→ Excerpt provided:
┄┄┄┄┄┄┄┄┄┄┄┄┄┄┄┄┄┄┄┄

This relative period of quiet ended with increasingly aggressive Chinese moves from 2011 onwards. Overshadowed by events in Egypt and Libya, East Asia saw a steady escalation of tensions as Chinese ships blocked, rammed and stormed Vietnamese vessels while attempting to cut the Philippine Navy's access to strategic reefs such as the Scarborough Shoal. By 2014 dozens of Vietnamese and Philippine naval vessel were engaging in high risk games of chicken with the Chinese coast guard as Beijing placed oil drilling platforms in disputed waters. At the height of the crisis, anti-Chinese riots sweeping Hanoi and Ho Chi Minh City at the height of the crisis. Over the next eighteen months evidence also accumulated of a colossal Chinese land reclamation effort, turning reefs and atolls into full blown islands with naval bases, anti-aircraft batteries and landing strips for fighters that could assert control over every section of the South China Sea's shipping lanes.

┄┄┄┄┄┄┄┄┄┄┄┄┄┄┄┄┄┄┄┄

→ Goal A: Can you find every line in the records that contains the string "snow", counting case, and copy each of those lines?
The records have no connection to the passage on South China Sea tensions.

┄┄┄┄┄┄┄┄┄┄┄┄┄┄┄┄┄┄┄┄

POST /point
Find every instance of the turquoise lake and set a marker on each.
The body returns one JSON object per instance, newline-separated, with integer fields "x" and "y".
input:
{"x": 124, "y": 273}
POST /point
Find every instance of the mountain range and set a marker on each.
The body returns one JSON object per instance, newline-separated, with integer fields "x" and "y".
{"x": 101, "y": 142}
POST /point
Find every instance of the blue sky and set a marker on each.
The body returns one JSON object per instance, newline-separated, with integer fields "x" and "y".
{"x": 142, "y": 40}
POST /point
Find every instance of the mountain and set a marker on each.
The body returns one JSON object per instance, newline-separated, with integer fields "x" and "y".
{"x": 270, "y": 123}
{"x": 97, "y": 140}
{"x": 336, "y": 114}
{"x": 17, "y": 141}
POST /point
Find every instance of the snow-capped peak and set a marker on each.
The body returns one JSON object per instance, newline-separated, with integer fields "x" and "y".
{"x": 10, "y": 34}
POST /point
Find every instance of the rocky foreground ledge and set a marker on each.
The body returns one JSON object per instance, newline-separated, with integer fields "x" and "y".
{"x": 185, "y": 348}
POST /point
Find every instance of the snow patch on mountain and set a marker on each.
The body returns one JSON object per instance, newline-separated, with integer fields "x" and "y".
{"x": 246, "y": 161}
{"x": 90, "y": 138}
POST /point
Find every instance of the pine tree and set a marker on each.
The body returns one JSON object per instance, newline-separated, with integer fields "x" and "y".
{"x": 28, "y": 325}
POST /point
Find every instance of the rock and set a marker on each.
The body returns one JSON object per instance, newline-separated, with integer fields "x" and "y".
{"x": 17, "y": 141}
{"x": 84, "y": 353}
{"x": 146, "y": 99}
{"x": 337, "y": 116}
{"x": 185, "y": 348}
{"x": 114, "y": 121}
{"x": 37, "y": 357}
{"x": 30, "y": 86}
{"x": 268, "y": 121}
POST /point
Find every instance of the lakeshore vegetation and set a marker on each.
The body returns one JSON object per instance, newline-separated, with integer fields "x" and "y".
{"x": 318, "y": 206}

┄┄┄┄┄┄┄┄┄┄┄┄┄┄┄┄┄┄┄┄

→ Goal B: Could you carry on the passage about Chinese moves in the South China Sea from the point where it stops?

→ Result A:
Find every instance of the snow-capped peak and set a marker on each.
Find every instance of the snow patch on mountain and set a marker on each.

→ Result B:
Such successive escalations since the ascension of Xi Jinping to a dominant position in Beijing have drawn a growing number of major powers into the South China Sea dispute. Concerned about the impact Chinese actions may have on international conventions that are fundamental to freedom of navigation, for the last six months the United States has run increasingly aggressive Freedom of Navigation Operations (FONOPs). In the process, US Navy ships and aircraft have come close to islands with Chinese military installations in order to demonstrate that Washington does not accept Beijing's attempt to create facts on the ground. Accelerating US naval activity, in cooperation with local partners as well as India, Japan and Australia, also reflects widespread concerns that these Chinese military installations could prove the first step to excluding all other major powers from a key waterway. As James Kraska has pointed out, these operations have become more unpredictable since the Chinese military has come to use fishing trawlers and other seemingly civilian vessels to obstruct US and Vietnamese warships. The increasing frequency and scale of these confrontations have turned the South China Sea into a geopolitical flashpoint where considerable efforts have to be expended by diplomats on all sides to prevent further escalation.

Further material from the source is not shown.